Start of Document extract

What’s in a name?”, asked a plaintive Romeo Montague, as he sought to woo Juliet of the Capulets. That question could be repeated as the Rashtriya Swasthya Bima Yojana (RSBY) changed name to the National Health Protection Scheme (NHPS). The pedantic may question, “why call it an insurance programme when it is a free financial cover provided to a section of the people from tax revenues?”. Those less bothered by labels but worried about implementation and impact will demand to know how the scheme will be delivered with efficiency, equity and economic prudence. The RSBY offered a modest coverage of `30,000 per family per annum, with a yearly enrolment fee of `30. The bulk of the premium was paid by the government. The NHPS offers coverage up to `500,000 per family, without any subscription fee. The premiums are entirely paid by the government, from tax revenues. The scheme does not, therefore, resemble classical insurance programmes, where premiums are paid by individuals from their family income or by their employers from organisational budgets.
However, the scheme does operate on the principle of “risk pooling”, which is the cardinal feature of insurance programmes. When a large number of people are enrolled in a scheme (irrespective of who pays the premium), the healthy cross-subsidise the sick. Since healthy people outnumber the sick, at any given period, the high costs of healthcare incurred by the sick will be compensated by the low or no expense incurred by the healthy. If healthcare is provided to the whole population from tax revenues, it will constitute the largest risk pool. Within a system of progressive taxation, the rich cross-subsidise the poor, even as the healthy cross-subsidise the sick. Even an insurance system can potentially have differential premiums based on family or personal income levels, with the rich paying more. If the NHPS is extended to non-poor population segments above 10 crore families currently proposed as beneficiaries, they could buy into the scheme by paying income-graded premiums. Similarly, employer-paid health insurance programmes could merge with the NHPS. The scheme can then become “universal”.

End of Document extract
Start of Input data

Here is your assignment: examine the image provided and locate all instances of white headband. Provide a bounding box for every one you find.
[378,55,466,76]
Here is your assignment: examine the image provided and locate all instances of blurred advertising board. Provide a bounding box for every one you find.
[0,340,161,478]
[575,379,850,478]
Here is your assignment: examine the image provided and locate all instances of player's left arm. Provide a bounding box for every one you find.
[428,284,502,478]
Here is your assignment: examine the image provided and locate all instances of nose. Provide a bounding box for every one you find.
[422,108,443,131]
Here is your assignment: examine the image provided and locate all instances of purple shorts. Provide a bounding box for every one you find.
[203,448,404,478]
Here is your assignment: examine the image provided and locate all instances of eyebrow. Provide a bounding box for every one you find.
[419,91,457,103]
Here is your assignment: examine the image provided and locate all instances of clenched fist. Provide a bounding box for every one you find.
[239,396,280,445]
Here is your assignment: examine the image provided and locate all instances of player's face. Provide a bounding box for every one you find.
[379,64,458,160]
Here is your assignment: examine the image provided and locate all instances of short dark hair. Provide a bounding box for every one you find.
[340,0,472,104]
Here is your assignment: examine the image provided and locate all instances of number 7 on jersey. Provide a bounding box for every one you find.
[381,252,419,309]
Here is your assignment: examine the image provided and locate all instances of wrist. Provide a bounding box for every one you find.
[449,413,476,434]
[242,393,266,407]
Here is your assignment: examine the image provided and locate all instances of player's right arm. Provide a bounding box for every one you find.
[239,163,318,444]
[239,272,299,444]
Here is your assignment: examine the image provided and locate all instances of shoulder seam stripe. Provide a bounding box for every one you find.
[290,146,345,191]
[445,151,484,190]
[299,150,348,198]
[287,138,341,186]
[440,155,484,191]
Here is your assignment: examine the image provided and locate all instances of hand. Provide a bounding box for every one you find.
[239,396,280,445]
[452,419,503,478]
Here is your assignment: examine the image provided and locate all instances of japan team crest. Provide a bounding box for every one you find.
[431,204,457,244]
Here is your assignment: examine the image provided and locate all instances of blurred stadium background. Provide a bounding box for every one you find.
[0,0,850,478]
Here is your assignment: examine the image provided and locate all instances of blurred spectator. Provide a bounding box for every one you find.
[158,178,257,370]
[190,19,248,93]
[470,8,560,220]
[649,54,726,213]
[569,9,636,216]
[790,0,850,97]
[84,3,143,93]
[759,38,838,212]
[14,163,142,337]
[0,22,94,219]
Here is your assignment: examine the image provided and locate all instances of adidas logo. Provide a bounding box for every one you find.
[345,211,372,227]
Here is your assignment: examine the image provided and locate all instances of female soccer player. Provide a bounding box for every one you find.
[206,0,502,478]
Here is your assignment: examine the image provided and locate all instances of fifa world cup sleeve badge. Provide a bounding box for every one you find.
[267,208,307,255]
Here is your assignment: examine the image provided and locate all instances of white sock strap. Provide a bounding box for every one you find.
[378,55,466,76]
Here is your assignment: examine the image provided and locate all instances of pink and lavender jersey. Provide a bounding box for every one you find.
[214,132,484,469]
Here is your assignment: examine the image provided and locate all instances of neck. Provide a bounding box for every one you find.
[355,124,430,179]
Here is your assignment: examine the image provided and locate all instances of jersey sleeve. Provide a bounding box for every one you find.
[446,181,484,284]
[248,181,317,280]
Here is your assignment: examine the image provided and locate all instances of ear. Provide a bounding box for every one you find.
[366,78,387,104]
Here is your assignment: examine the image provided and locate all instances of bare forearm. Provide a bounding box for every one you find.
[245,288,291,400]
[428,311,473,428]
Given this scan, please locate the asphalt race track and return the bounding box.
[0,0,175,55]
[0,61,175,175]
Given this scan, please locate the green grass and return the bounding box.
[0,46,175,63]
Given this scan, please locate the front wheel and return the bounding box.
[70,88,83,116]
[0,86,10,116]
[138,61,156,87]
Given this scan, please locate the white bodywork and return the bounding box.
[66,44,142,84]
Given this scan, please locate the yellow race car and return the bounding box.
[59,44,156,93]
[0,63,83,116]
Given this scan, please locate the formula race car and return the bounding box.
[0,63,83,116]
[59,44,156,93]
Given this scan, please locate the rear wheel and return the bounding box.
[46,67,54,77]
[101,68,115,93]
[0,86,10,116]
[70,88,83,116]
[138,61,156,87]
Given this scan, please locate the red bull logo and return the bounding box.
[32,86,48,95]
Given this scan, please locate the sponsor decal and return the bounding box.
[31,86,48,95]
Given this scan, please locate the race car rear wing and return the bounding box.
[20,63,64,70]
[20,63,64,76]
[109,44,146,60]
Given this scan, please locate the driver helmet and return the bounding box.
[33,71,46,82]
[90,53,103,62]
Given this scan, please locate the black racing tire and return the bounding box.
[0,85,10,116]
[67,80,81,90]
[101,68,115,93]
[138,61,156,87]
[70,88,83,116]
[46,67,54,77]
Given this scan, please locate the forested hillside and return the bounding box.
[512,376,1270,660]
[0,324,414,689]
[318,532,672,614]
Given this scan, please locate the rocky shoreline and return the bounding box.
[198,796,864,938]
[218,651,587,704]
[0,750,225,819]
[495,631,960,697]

End of Input data

**Goal of the exercise**. Say whether each statement agrees with the piece on the National Health Protection Scheme, giving yes or no and quoting the words that decide it: (a) The NHPS charges no subscription fee. (b) Under the RSBY, individuals paid the bulk of the premium. (c) The NHPS works on the principle of risk pooling. The listing has nothing to do with any of this.

**Answer section**.
(a) Yes: "The NHPS offers coverage up to `500,000 per family, without any subscription fee."
(b) No: "The bulk of the premium was paid by the government."
(c) Yes: "However, the scheme does operate on the principle of “risk pooling”"